▶ _Problem to work on_: Could you restate word for word only the lines below from the one holding "Target: stone statue on roof" to the one holding "Target: green field", inclusive, and leave out the pictures?

----- Recorded data -----

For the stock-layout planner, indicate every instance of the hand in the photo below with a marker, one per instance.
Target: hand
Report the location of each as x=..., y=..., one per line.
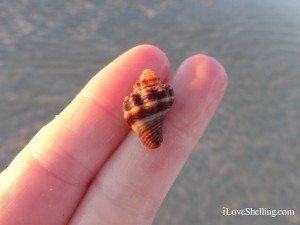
x=87, y=167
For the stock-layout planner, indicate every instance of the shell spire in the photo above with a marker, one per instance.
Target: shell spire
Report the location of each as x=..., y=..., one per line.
x=146, y=108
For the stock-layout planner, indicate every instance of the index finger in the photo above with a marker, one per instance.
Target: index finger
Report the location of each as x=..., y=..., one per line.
x=52, y=173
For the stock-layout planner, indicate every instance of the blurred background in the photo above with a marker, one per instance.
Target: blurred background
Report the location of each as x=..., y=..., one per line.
x=248, y=157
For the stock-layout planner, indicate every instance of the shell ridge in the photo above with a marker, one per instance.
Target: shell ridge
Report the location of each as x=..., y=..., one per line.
x=146, y=108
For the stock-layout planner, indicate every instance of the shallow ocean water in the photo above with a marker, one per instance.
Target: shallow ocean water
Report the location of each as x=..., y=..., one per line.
x=249, y=155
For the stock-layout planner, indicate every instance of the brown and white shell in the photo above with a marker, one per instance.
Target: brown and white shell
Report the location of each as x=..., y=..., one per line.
x=146, y=108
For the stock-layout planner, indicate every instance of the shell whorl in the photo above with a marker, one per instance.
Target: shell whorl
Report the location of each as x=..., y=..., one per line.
x=146, y=108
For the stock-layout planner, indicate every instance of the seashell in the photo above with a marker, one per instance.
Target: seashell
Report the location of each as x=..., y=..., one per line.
x=146, y=108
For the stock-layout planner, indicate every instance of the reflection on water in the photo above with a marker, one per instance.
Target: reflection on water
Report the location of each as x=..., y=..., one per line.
x=249, y=155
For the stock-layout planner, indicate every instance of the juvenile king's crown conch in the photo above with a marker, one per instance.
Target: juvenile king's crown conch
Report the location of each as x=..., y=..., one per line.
x=146, y=107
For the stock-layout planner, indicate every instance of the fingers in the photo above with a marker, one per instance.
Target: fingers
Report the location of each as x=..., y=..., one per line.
x=47, y=179
x=132, y=184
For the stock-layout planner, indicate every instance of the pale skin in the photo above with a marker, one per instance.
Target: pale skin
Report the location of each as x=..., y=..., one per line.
x=87, y=167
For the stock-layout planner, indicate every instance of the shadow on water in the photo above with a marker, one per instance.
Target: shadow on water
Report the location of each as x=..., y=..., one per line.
x=249, y=156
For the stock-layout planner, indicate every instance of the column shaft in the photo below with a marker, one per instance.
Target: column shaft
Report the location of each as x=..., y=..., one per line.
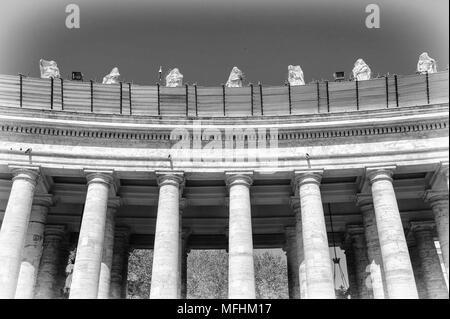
x=319, y=272
x=14, y=229
x=396, y=260
x=241, y=272
x=86, y=270
x=165, y=271
x=107, y=255
x=33, y=248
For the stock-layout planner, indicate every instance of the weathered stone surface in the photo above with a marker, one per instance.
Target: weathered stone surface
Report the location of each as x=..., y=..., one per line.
x=174, y=78
x=112, y=77
x=241, y=271
x=361, y=71
x=394, y=250
x=166, y=253
x=86, y=272
x=295, y=75
x=235, y=78
x=49, y=69
x=33, y=247
x=319, y=272
x=426, y=64
x=14, y=228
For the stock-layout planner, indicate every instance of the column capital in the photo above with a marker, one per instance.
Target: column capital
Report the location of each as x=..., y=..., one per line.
x=364, y=201
x=175, y=178
x=307, y=177
x=114, y=202
x=431, y=196
x=380, y=173
x=294, y=202
x=99, y=176
x=422, y=225
x=25, y=172
x=239, y=178
x=45, y=200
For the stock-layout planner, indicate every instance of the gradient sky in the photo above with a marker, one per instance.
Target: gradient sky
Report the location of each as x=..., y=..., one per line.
x=206, y=38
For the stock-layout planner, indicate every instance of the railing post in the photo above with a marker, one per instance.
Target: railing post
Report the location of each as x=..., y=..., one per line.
x=92, y=96
x=121, y=95
x=159, y=100
x=357, y=94
x=251, y=99
x=387, y=90
x=129, y=96
x=21, y=89
x=261, y=98
x=196, y=105
x=290, y=99
x=223, y=99
x=318, y=96
x=187, y=100
x=62, y=93
x=396, y=89
x=51, y=93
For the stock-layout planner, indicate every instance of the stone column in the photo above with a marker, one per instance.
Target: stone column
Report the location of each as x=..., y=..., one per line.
x=241, y=271
x=376, y=279
x=439, y=204
x=429, y=260
x=14, y=227
x=86, y=270
x=319, y=271
x=183, y=262
x=394, y=249
x=48, y=280
x=359, y=246
x=303, y=289
x=166, y=253
x=292, y=263
x=119, y=263
x=107, y=254
x=33, y=247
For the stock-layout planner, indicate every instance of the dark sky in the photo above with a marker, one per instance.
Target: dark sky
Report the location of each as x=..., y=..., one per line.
x=206, y=38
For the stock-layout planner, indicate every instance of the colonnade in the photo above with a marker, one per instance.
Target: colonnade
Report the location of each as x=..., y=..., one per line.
x=29, y=250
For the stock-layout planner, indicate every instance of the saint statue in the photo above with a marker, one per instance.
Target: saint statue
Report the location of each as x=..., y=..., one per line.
x=112, y=77
x=49, y=69
x=426, y=64
x=295, y=75
x=235, y=78
x=174, y=78
x=361, y=70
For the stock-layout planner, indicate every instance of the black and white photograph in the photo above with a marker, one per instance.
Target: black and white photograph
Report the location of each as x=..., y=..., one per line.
x=233, y=156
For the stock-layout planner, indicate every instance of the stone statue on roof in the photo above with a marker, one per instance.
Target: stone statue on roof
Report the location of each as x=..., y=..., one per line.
x=295, y=75
x=361, y=71
x=235, y=78
x=112, y=77
x=426, y=64
x=49, y=69
x=174, y=78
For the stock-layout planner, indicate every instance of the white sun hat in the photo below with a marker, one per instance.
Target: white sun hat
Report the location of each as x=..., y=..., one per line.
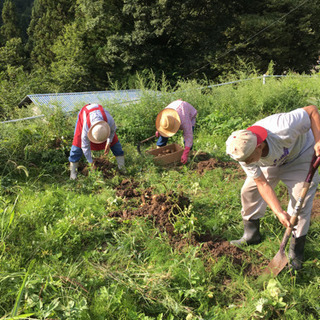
x=168, y=122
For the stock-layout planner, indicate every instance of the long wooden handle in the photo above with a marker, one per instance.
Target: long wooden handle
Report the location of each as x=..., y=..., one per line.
x=315, y=162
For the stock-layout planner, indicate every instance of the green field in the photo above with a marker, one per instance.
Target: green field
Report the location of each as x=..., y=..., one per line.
x=152, y=243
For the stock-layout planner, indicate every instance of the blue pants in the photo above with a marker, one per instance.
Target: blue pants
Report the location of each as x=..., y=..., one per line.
x=162, y=141
x=76, y=152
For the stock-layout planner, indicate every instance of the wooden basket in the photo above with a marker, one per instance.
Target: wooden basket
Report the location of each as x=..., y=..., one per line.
x=167, y=154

-----

▶ _Solution for this problem_:
Target: stone statue on roof
Report the location of each as x=..., y=..., one per line.
x=295, y=75
x=361, y=71
x=235, y=78
x=112, y=77
x=426, y=64
x=49, y=69
x=174, y=78
For the stock-layout planner, indicate every instance of the white sun hat in the photo below with a marker, one per instance.
Target: white sun hat
Report the location of each as x=..., y=..., one per line.
x=168, y=122
For the stock-layout planner, indicate every instance of the long wooden handle in the photo above with a marker, one per instance.
Target: long wooden handle
Report the location of each as x=..., y=..., one per line.
x=315, y=162
For the stock-layout planner, indicate every instance of the green field in the photo above with a marker, one per instance.
Target: green field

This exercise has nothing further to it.